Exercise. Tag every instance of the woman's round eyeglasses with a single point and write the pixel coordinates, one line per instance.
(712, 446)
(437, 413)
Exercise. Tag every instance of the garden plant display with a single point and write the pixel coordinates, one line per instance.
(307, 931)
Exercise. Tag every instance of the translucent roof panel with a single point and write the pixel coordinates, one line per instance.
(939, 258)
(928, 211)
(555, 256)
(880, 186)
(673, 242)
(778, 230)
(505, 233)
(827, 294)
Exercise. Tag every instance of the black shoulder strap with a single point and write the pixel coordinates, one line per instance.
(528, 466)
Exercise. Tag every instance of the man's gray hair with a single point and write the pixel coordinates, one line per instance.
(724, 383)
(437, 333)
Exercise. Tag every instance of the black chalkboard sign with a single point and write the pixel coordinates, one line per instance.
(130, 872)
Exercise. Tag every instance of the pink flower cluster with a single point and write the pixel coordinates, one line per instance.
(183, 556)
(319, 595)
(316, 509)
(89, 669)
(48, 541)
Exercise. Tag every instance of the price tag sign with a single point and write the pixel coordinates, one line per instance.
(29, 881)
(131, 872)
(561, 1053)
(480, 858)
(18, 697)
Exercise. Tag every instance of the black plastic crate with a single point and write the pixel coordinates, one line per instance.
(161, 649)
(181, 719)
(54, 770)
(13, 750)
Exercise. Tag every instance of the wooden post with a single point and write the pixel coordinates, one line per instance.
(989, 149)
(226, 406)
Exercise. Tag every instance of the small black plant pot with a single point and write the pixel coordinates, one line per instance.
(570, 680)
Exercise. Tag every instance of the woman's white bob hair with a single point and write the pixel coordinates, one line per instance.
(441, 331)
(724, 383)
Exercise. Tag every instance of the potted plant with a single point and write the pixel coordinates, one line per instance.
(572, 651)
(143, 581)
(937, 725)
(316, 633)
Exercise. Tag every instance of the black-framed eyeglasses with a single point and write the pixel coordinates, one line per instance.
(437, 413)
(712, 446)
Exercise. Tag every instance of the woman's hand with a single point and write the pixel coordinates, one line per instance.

○ ○ ○

WHAT IS NEEDED — Faithfully reproduce all of the records, character for character.

WRITTEN SOLUTION —
Exercise. Tag every instance of the woman's round eyeglasses with a single point and write the pixel coordinates, one line per instance.
(712, 446)
(437, 413)
Exercise. Tag every instance of the garden plant display with a single point and write the pixel coordinates, one line per instance.
(307, 931)
Exercise. Tag every instance of the translucent roof panel with a single point and write the pixel coordinates, one line per instance.
(939, 258)
(928, 211)
(555, 256)
(880, 186)
(673, 242)
(778, 230)
(505, 233)
(827, 294)
Exercise. Tag every instance of the black shoulder strap with a single point and write the pixel coordinates, one line per instance.
(528, 466)
Exercise. Tag every instance of the man's gray hair with a single point and write the pixel coordinates, one line per instance.
(724, 383)
(437, 333)
Exercise. Tag every instance of the black chalkboard sign with a single point and write the pixel coordinates, one line per instance.
(130, 872)
Exercise. Tag every instance of the pink flower cluster with a single point and write the pixel coordinates, one line per instance.
(183, 556)
(319, 595)
(316, 509)
(89, 669)
(48, 541)
Exercise. Tag every instance of the price tag sign with a single point and write the pixel coordinates, one line per instance.
(29, 881)
(131, 872)
(561, 1053)
(480, 858)
(18, 697)
Exercise. Tag every instance of the black plastic crate with a single point and write the pixel coordinates, one line per instance.
(161, 649)
(181, 719)
(54, 770)
(13, 750)
Exercise. Tag every instance of the wooden post with a single point and write the pixel coordinates, one line per instance.
(989, 149)
(226, 406)
Exercise. Tag every instance of the small black plant pot with a single point and write the pixel coordinates, one line per instance.
(570, 680)
Exercise. Tag every instance of the woman's white bob hair with a single point and write the pixel coordinates, one line per instance.
(441, 331)
(724, 383)
Exercise. Tag every instance of the potted plant with a single point and write the pixel coordinates, one line per instance.
(572, 651)
(143, 581)
(937, 725)
(316, 633)
Exercise. Tag every instance of the black-framed eyeglasses with a single point and write the pixel coordinates, one line per instance.
(437, 413)
(712, 446)
Exercise. Tag every instance of the woman's hand with a single point and write the pixel coordinates, one line per instance.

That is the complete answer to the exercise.